Vorliegender Textauszug -
+++
Nachdem das Attentat fehlgeschlagen war, nahm die Ermordung dieser Patrioten genau hier, an dieser Stelle ihren grausamen Anfang. Insgesamt wurden bis zum Ende des Krieges etwa 200 Angehörige der Männer und Frauen des 20. Juli getötet oder in den Tod getrieben. Die Nachwelt hat damit lange gerungen. Der Bundesgerichtshof hat Urteile getroffen. Heute, im wieder vereinigten, im demokratischen Deutschland, sind wir uns alle gemeinsam der Bedeutung dieses Aktes des Widerstandes bewusst.
Wir erinnern uns heute auch an diejenigen, die gelitten haben, weil sie Angehörige von Widerständlern waren. Ihre Ehefrauen, Geschwister und Kinder ab 16 Jahren wurden in Sippenhaft genommen und eingesperrt. 47 jüngere Kinder zahlten einen besonders bitteren Preis. Sie wurden in ein Kinderheim im Harz gebracht. Dort, isoliert von der Familie, mit neuen Namen sollten sie ihre frühere Identität vergessen.
Meine sehr geehrten Damen und Herren,
die Männer und Frauen des 20. Juli 1944, die Attentäter selbst, ihre Helfer, jene, die von den Plänen wussten oder sie ahnten – sie sind nicht vergessen und sie werden auch künftig nicht vergessen. Der Plan des Nazi-Regimes, den Kindern die Erinnerung an ihre Angehörigen auszutreiben und damit mittelbar die Erinnerung an den Widerstand selbst auszulöschen – er ist gottlob gescheitert. Der Versuch, die Erinnerung an den Mut und das Gewissen zu verhindern – auch er ist gottlob gescheitert.
+++
Einträge eines Datensatzes -

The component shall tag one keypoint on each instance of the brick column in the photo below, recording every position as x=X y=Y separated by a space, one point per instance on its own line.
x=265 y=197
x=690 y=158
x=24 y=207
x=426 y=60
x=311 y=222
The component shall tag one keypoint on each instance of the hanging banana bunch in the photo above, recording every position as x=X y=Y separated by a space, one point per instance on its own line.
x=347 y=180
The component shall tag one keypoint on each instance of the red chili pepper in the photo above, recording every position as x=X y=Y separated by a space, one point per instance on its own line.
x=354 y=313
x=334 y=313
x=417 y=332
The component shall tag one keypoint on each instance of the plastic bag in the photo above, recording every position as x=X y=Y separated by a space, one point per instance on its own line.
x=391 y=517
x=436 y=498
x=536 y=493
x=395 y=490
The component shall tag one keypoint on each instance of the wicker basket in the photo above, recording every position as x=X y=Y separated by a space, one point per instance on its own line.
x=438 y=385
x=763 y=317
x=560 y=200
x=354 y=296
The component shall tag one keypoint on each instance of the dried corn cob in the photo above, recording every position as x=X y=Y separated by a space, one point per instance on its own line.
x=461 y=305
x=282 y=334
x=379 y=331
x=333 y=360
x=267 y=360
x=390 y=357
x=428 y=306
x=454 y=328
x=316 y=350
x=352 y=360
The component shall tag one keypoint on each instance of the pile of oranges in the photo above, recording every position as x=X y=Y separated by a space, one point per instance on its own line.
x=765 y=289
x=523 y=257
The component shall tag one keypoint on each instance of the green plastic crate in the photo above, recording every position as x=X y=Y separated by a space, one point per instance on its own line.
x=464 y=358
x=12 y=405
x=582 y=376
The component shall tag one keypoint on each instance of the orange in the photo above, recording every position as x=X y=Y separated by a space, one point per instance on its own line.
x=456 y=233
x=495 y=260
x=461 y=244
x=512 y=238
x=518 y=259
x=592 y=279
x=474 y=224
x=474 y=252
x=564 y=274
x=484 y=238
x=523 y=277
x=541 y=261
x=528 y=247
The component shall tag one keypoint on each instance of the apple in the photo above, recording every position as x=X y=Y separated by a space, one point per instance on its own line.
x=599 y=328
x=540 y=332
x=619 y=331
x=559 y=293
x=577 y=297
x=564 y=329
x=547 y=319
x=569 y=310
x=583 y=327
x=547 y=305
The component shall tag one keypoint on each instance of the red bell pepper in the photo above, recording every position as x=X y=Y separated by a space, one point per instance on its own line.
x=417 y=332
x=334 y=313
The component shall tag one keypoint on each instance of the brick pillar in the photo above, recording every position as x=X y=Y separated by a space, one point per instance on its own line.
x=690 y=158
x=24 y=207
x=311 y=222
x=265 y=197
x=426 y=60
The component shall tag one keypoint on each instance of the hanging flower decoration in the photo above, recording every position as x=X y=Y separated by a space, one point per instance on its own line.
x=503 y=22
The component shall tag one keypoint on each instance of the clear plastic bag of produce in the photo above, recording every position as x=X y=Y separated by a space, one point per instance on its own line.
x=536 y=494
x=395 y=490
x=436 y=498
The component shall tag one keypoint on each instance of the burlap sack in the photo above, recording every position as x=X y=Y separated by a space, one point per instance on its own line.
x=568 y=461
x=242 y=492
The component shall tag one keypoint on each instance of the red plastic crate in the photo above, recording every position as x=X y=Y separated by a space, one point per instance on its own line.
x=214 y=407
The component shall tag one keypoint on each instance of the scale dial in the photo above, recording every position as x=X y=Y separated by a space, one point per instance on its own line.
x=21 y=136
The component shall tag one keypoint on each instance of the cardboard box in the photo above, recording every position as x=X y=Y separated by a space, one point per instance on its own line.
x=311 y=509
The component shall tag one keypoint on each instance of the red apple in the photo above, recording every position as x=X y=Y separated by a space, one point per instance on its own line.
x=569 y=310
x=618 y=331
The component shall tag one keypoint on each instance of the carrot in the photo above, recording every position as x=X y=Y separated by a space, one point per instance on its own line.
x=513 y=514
+++
Aufgaben -
1 - Wohin wurden die 47 jüngeren Kinder laut dem Textauszug zum 20. Juli 1944 gebracht?
2 - Gib aus dem Textauszug zum 20. Juli 1944 die Stelle von „Meine sehr geehrten“ bis einschließlich „auch er ist gottlob gescheitert.“ wortgetreu wieder.
3 - Nenne alle Angehörigen der Widerständler, die laut dem Textauszug zum 20. Juli 1944 in Sippenhaft genommen wurden.
Die Einträge sind eigenständiges Material und gehören nicht zum Textauszug.

Lösungen -
1 - In ein Kinderheim im Harz.

2 -
Meine sehr geehrten Damen und Herren,
die Männer und Frauen des 20. Juli 1944, die Attentäter selbst, ihre Helfer, jene, die von den Plänen wussten oder sie ahnten – sie sind nicht vergessen und sie werden auch künftig nicht vergessen. Der Plan des Nazi-Regimes, den Kindern die Erinnerung an ihre Angehörigen auszutreiben und damit mittelbar die Erinnerung an den Widerstand selbst auszulöschen – er ist gottlob gescheitert. Der Versuch, die Erinnerung an den Mut und das Gewissen zu verhindern – auch er ist gottlob gescheitert.

3 - Ehefrauen, Geschwister, Kinder ab 16 Jahren